● Things to do
#1 Answer these questions using the passage on Intel's content investments, each answer marked with its letter:
(a) In which two cities does Intertainer debut this summer?
(b) Which online production company was Intel an early backer of?
(c) What did that company later file for?
#2 Reproduce the part of the passage on Intel's content investments that starts with "Not every prediction, and" and goes on through "to the Internet.", keeping every word and punctuation mark unchanged.

● Extract
>> Begin

One example on the broadband front is Intertainer, a service that offers video and music on demand and debuts this summer in Philadelphia and Phoenix.

Not every prediction, and not every investment, works out well, of course. In fact, the very first content deal Whittier can recall flopped badly. Intel was an early backer of American Cybercast, an online production company responsible for "Webisodic" soap operas like The Spot. A decided hit at first, The Spot fizzled after its novelty wore off and the costs of producing a rich drama sank in.

"The timing was bad," Whittier admits. "The people who got there loved it. But it takes a long time to develop those audiences, and that was at a time when the advertising community hadn't decided" to commit to the Internet.

American Cybercast later filed for bankruptcy protection.

>> End

● Information supplied
>> Begin

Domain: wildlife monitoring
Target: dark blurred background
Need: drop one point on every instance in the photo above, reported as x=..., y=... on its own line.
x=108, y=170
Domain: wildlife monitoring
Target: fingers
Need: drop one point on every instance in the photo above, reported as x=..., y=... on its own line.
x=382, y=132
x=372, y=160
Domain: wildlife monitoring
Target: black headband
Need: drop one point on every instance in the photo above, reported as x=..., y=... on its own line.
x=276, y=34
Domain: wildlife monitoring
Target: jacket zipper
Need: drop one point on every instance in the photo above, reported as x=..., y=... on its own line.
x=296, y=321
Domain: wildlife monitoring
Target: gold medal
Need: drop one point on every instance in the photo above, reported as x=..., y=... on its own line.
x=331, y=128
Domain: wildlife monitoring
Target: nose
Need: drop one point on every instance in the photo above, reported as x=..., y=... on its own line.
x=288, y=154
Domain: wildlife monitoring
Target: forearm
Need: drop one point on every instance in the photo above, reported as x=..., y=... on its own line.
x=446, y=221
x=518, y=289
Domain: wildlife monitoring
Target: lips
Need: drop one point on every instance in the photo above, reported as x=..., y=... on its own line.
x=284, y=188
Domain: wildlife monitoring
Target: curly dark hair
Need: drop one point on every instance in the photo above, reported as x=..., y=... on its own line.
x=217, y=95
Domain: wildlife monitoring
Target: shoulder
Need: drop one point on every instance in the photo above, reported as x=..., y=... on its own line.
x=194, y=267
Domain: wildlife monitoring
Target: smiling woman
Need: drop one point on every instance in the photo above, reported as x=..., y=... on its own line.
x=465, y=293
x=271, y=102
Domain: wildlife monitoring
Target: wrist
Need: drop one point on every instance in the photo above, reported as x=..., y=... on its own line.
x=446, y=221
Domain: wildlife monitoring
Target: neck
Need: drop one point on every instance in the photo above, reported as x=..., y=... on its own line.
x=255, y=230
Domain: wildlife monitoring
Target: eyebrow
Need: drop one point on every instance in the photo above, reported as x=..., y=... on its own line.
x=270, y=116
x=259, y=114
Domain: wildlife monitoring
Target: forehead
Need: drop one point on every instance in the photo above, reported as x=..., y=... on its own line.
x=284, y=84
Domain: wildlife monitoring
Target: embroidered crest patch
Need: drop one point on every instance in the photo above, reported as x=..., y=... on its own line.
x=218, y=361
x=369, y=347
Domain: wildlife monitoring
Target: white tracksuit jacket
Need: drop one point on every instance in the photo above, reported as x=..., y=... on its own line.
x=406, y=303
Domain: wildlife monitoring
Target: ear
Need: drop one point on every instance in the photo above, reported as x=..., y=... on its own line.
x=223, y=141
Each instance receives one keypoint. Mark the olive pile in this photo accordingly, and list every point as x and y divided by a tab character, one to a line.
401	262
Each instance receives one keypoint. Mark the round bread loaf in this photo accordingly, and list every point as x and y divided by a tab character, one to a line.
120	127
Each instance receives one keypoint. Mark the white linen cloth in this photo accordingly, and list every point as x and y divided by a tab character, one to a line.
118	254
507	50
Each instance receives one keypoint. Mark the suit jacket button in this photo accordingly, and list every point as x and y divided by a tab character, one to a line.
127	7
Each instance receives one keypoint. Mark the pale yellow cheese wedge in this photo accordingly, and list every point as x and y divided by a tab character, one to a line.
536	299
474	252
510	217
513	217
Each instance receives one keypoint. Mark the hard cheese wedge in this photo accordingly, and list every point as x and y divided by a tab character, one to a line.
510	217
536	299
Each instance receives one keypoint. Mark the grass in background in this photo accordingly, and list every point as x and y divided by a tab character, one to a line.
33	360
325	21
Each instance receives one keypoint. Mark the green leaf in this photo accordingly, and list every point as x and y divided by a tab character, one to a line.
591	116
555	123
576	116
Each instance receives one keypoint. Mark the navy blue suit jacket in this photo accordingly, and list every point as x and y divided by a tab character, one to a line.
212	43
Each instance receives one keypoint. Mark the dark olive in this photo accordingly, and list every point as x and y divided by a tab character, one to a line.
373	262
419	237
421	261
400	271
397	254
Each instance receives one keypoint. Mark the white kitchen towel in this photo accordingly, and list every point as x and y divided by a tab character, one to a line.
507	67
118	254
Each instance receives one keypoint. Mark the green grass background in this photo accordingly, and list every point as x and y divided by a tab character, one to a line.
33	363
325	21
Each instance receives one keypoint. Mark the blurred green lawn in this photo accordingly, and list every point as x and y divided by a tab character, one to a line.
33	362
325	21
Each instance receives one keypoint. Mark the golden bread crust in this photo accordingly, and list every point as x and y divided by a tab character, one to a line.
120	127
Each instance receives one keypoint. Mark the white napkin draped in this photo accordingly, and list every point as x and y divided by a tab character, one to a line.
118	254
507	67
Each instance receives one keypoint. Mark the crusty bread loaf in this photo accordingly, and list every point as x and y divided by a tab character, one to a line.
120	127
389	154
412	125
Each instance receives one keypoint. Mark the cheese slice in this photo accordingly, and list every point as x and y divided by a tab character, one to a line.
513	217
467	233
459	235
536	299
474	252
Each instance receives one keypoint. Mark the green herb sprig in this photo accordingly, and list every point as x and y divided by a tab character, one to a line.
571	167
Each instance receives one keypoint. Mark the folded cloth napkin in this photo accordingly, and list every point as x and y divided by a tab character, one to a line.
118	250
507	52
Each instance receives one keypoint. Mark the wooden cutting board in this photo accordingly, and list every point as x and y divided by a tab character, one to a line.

>> End

● Written responses
#1
(a) Philadelphia and Phoenix
(b) American Cybercast
(c) Bankruptcy protection

#2
Not every prediction, and not every investment, works out well, of course. In fact, the very first content deal Whittier can recall flopped badly. Intel was an early backer of American Cybercast, an online production company responsible for "Webisodic" soap operas like The Spot. A decided hit at first, The Spot fizzled after its novelty wore off and the costs of producing a rich drama sank in.

"The timing was bad," Whittier admits. "The people who got there loved it. But it takes a long time to develop those audiences, and that was at a time when the advertising community hadn't decided" to commit to the Internet.